Provided entries:
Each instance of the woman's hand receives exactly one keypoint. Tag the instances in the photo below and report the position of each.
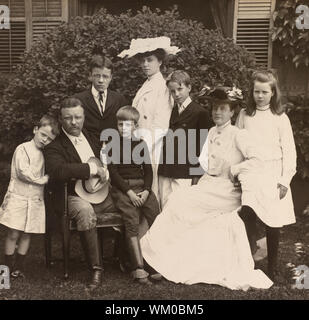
(143, 195)
(195, 181)
(282, 191)
(234, 179)
(135, 199)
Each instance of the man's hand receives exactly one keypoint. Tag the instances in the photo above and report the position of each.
(282, 191)
(143, 195)
(44, 179)
(135, 199)
(102, 174)
(234, 179)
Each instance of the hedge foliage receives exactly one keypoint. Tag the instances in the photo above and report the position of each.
(56, 66)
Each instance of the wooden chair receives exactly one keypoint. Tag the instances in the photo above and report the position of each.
(104, 220)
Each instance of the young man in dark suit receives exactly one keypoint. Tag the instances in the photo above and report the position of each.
(174, 168)
(100, 103)
(66, 158)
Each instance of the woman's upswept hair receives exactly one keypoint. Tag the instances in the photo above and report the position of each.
(270, 77)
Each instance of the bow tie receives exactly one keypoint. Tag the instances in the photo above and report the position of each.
(78, 140)
(180, 109)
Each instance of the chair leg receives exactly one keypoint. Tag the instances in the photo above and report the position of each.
(48, 244)
(100, 240)
(66, 246)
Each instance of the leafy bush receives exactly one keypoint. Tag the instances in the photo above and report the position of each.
(298, 111)
(292, 45)
(56, 66)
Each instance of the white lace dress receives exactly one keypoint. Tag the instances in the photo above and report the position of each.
(23, 205)
(199, 237)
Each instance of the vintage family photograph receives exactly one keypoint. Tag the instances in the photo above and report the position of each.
(154, 150)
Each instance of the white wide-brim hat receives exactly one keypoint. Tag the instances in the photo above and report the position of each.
(148, 45)
(93, 190)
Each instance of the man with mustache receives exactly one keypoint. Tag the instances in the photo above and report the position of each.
(67, 158)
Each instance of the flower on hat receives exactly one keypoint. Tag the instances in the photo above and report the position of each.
(205, 90)
(235, 94)
(148, 45)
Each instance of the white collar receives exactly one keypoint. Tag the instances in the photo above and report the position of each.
(155, 76)
(96, 93)
(264, 108)
(222, 127)
(74, 138)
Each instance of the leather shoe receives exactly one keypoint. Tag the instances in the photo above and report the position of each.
(96, 279)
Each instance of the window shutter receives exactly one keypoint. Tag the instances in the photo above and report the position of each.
(13, 40)
(47, 15)
(252, 24)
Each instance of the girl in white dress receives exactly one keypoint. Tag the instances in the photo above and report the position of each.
(23, 210)
(152, 100)
(267, 123)
(199, 237)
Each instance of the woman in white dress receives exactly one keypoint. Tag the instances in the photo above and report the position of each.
(152, 100)
(199, 237)
(265, 120)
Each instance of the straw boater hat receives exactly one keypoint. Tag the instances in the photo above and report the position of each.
(93, 190)
(221, 93)
(148, 45)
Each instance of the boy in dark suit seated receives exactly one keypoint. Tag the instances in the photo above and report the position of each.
(131, 185)
(99, 102)
(175, 165)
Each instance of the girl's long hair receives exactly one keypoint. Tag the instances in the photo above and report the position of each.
(275, 101)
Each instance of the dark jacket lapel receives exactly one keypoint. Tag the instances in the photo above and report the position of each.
(91, 143)
(186, 114)
(91, 102)
(68, 146)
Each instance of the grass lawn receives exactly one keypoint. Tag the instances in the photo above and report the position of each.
(43, 283)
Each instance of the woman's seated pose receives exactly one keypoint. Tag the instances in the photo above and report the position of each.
(199, 237)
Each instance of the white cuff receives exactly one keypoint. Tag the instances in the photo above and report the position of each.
(93, 168)
(234, 170)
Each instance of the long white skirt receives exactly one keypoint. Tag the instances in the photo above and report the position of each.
(260, 192)
(199, 238)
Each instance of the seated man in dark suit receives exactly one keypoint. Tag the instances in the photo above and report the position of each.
(100, 103)
(67, 158)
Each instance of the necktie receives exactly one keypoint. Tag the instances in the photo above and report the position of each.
(180, 109)
(101, 101)
(78, 140)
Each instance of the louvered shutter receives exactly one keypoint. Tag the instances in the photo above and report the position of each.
(252, 24)
(47, 14)
(13, 40)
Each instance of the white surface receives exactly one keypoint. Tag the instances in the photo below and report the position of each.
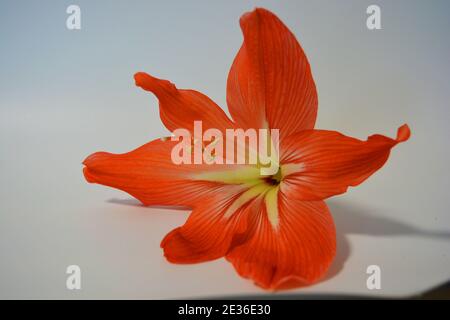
(73, 94)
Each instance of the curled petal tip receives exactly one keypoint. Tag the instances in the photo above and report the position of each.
(403, 133)
(159, 87)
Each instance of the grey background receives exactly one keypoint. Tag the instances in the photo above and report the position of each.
(65, 94)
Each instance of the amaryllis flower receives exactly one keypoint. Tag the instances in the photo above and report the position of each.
(276, 230)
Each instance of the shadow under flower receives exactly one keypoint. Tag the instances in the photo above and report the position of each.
(354, 219)
(349, 219)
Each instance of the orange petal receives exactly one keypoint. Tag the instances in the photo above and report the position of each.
(210, 230)
(296, 253)
(319, 164)
(270, 82)
(180, 108)
(149, 175)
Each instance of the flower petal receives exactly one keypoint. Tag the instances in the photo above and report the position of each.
(180, 108)
(270, 82)
(318, 164)
(211, 229)
(297, 251)
(149, 174)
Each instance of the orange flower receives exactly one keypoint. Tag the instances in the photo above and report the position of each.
(275, 230)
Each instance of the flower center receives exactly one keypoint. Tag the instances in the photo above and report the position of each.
(274, 179)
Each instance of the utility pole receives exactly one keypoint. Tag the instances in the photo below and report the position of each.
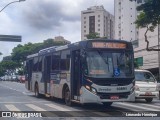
(159, 51)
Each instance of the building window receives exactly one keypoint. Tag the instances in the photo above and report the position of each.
(139, 61)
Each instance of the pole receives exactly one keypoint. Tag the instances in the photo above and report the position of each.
(159, 51)
(159, 55)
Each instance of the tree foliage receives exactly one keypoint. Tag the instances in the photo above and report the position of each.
(149, 18)
(92, 35)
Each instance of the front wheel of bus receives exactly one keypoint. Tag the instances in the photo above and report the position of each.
(107, 104)
(148, 100)
(67, 97)
(36, 91)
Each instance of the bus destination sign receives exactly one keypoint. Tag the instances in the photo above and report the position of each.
(108, 45)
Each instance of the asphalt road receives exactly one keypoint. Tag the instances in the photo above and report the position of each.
(16, 99)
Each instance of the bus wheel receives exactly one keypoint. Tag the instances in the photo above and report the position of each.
(67, 97)
(107, 104)
(148, 100)
(36, 91)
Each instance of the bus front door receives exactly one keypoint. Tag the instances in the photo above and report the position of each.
(46, 74)
(76, 75)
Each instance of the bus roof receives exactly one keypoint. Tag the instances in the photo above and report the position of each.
(73, 46)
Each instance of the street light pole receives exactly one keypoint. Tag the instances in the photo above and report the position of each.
(9, 4)
(159, 51)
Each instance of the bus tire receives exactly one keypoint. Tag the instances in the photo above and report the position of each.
(67, 97)
(148, 100)
(107, 104)
(36, 91)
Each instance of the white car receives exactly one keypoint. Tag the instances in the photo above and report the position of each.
(146, 86)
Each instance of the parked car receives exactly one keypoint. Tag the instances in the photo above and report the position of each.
(146, 86)
(22, 79)
(14, 78)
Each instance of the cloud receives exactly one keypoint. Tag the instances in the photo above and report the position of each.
(47, 15)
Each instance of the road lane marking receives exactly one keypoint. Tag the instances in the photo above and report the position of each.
(73, 112)
(34, 107)
(135, 106)
(153, 106)
(12, 107)
(25, 102)
(57, 107)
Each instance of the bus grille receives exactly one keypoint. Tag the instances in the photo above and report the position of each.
(108, 95)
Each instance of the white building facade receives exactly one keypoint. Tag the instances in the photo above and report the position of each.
(97, 20)
(125, 29)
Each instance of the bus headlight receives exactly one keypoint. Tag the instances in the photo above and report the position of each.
(93, 90)
(88, 87)
(136, 88)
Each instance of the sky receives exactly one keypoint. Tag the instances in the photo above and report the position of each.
(38, 20)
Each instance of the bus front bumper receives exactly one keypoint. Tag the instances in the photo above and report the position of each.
(89, 97)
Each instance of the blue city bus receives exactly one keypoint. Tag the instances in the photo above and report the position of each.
(91, 71)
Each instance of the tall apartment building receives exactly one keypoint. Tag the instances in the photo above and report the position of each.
(125, 28)
(97, 19)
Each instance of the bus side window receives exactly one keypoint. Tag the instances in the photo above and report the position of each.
(55, 61)
(65, 60)
(40, 64)
(35, 64)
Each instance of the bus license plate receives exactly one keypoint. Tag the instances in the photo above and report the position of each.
(114, 97)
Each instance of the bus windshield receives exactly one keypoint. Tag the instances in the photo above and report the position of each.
(144, 76)
(105, 64)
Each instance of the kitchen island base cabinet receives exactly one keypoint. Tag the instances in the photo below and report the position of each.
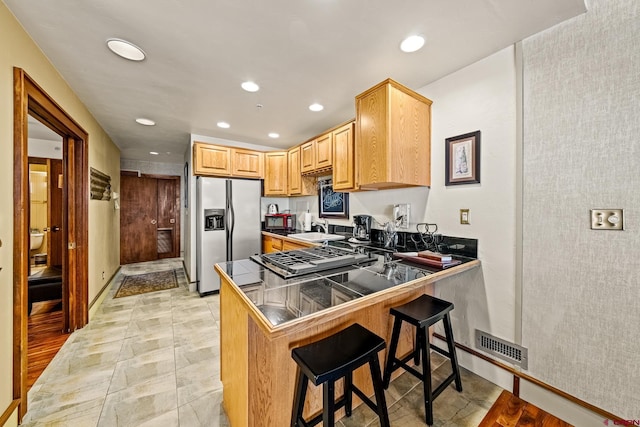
(257, 371)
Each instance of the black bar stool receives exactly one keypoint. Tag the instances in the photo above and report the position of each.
(334, 357)
(422, 313)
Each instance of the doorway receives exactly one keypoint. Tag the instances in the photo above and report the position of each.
(149, 217)
(31, 100)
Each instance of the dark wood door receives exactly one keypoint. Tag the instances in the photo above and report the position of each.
(149, 217)
(138, 220)
(57, 213)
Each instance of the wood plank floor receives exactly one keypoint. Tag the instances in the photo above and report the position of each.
(45, 338)
(511, 411)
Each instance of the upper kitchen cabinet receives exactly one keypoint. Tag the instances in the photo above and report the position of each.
(246, 163)
(218, 160)
(211, 160)
(393, 137)
(298, 185)
(317, 155)
(275, 177)
(343, 164)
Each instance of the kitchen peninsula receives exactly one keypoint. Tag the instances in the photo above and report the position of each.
(263, 316)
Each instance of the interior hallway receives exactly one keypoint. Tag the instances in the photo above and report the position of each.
(154, 360)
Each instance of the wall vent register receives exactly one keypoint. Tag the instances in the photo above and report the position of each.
(502, 349)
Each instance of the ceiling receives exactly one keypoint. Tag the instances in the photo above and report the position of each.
(299, 52)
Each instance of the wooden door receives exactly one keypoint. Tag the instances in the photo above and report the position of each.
(56, 214)
(138, 218)
(168, 232)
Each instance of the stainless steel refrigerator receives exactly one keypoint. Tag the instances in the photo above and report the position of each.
(228, 226)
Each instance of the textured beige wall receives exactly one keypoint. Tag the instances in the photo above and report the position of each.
(580, 286)
(17, 49)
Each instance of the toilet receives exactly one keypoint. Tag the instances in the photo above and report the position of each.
(35, 240)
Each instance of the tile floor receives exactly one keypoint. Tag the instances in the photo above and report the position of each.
(154, 360)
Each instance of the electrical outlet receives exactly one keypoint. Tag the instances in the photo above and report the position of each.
(464, 216)
(607, 219)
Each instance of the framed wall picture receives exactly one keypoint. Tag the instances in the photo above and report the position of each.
(462, 159)
(332, 204)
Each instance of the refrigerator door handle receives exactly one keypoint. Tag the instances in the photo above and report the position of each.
(230, 220)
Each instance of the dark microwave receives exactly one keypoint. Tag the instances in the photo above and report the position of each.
(280, 221)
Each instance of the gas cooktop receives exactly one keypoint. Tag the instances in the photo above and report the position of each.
(310, 260)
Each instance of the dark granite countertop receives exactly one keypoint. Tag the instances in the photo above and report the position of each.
(282, 300)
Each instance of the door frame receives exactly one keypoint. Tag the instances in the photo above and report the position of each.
(29, 98)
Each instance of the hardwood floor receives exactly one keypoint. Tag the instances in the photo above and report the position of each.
(45, 338)
(510, 411)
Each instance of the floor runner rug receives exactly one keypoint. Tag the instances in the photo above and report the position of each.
(148, 282)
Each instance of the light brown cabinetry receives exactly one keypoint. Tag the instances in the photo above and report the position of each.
(393, 137)
(246, 163)
(275, 177)
(307, 157)
(298, 185)
(343, 158)
(317, 155)
(211, 159)
(218, 160)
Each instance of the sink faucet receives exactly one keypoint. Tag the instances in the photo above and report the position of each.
(324, 225)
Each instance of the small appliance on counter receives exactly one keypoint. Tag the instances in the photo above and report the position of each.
(277, 221)
(361, 228)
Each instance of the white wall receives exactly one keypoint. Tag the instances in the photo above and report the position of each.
(580, 286)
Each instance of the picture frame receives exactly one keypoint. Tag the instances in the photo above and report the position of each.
(462, 159)
(331, 204)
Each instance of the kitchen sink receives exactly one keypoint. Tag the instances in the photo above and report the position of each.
(315, 237)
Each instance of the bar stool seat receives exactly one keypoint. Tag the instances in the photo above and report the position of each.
(422, 313)
(334, 357)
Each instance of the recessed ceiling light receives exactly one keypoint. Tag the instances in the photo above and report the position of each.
(250, 86)
(412, 43)
(126, 49)
(145, 122)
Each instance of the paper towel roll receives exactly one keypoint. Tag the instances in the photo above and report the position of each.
(307, 221)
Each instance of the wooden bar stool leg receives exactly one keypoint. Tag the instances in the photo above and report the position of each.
(328, 401)
(452, 351)
(426, 375)
(381, 402)
(348, 393)
(298, 399)
(395, 335)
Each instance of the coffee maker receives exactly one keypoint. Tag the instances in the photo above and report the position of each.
(362, 228)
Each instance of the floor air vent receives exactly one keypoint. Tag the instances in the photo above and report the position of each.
(502, 349)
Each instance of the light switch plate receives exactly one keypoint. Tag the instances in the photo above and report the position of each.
(464, 216)
(607, 219)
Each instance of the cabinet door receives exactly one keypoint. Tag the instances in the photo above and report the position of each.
(211, 160)
(344, 162)
(289, 246)
(295, 178)
(275, 179)
(307, 157)
(246, 163)
(324, 151)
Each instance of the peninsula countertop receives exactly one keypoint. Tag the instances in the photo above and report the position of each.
(263, 317)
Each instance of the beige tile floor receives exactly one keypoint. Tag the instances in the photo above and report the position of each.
(154, 360)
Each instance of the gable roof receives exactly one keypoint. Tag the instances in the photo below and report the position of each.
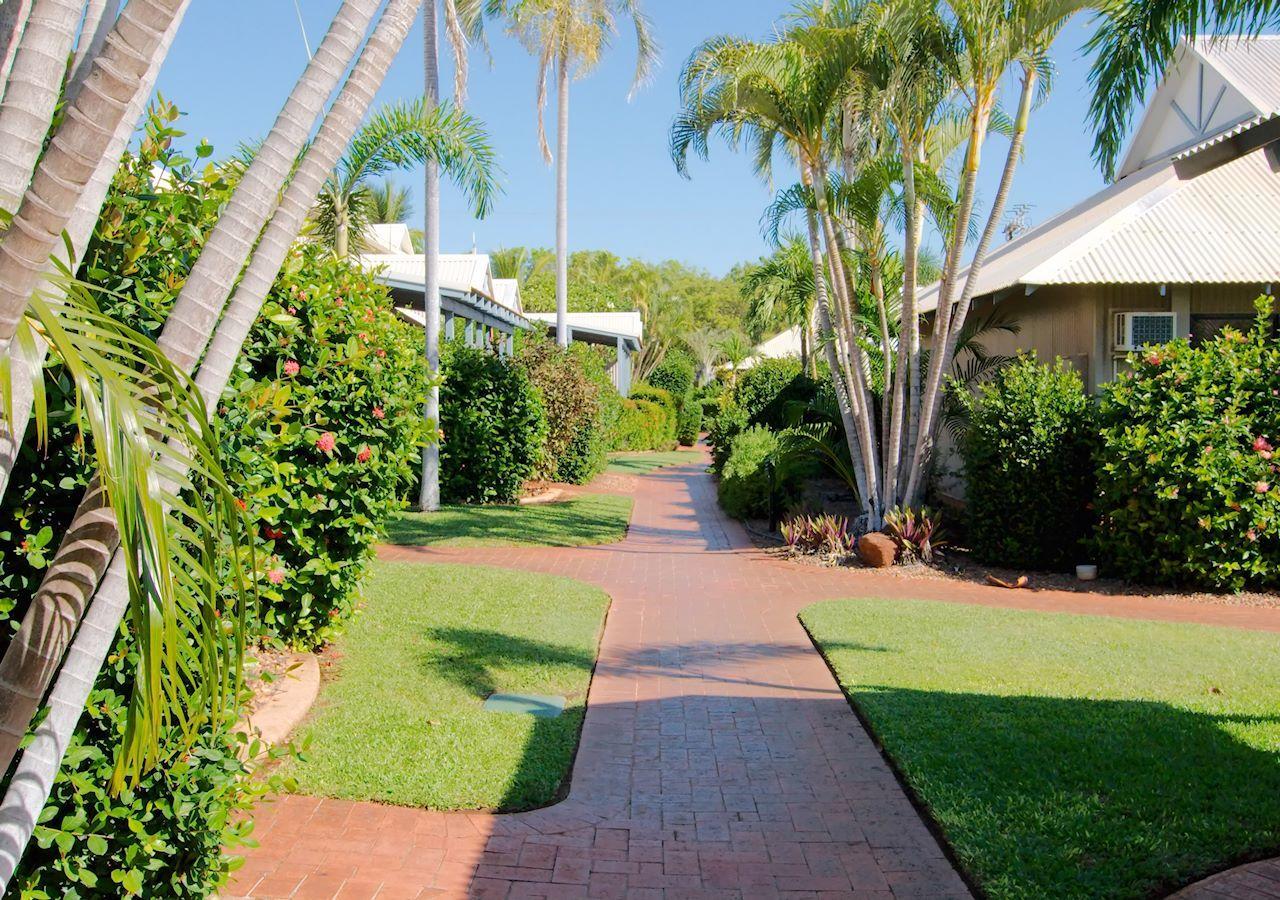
(1211, 85)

Goal: Exactly the lines from the one with "Each instance of the cabinet" through the end of the records should be written out, and only those. Pictures do not belong in the copy.

Expected output:
Each instance of the cabinet door receives exactly one keypoint. Tag the instances in the photo above and report the position of each.
(211, 160)
(344, 162)
(289, 246)
(295, 178)
(275, 179)
(307, 157)
(246, 163)
(324, 151)
Each instance of the peninsula countertop receives exactly one keypoint. Tag the instances in the photo above and report the position of each.
(263, 317)
Each instance of the beige tile floor receives exactly one keypoint. Tag the instances in the photo above and report the position of each.
(154, 360)
Each instance of the gable roof receives exactly one keypoint. Tag the instances in the photo below and report the position of each.
(1211, 85)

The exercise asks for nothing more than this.